• What the task asks: Set every record down again exactly. Do not carry over the pictures.

• Annotated photo localization data:
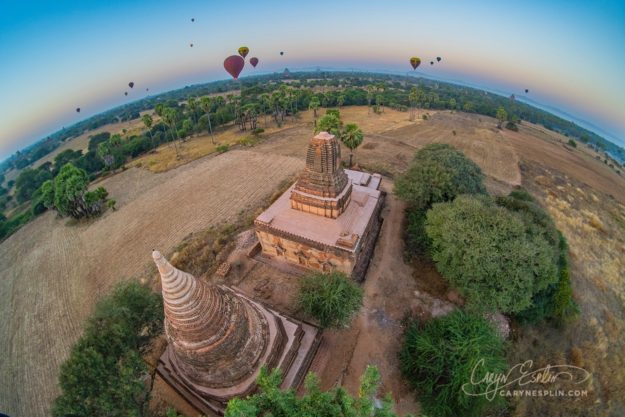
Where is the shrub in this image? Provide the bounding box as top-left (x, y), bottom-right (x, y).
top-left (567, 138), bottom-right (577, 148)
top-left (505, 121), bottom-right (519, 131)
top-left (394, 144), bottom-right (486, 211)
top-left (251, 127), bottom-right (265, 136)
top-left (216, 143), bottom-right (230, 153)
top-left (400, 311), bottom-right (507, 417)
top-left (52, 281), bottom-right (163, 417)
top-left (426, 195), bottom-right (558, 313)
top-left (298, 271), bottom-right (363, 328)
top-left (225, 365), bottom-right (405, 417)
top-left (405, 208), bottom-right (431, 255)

• Reply:
Where is the shrub in this image? Provide the bounding box as top-left (x, y), bottom-right (x, y).
top-left (567, 138), bottom-right (577, 148)
top-left (505, 121), bottom-right (519, 131)
top-left (394, 144), bottom-right (486, 211)
top-left (251, 127), bottom-right (265, 136)
top-left (216, 143), bottom-right (230, 153)
top-left (400, 311), bottom-right (507, 417)
top-left (52, 281), bottom-right (163, 417)
top-left (426, 195), bottom-right (558, 313)
top-left (298, 271), bottom-right (363, 328)
top-left (225, 365), bottom-right (405, 417)
top-left (405, 208), bottom-right (431, 255)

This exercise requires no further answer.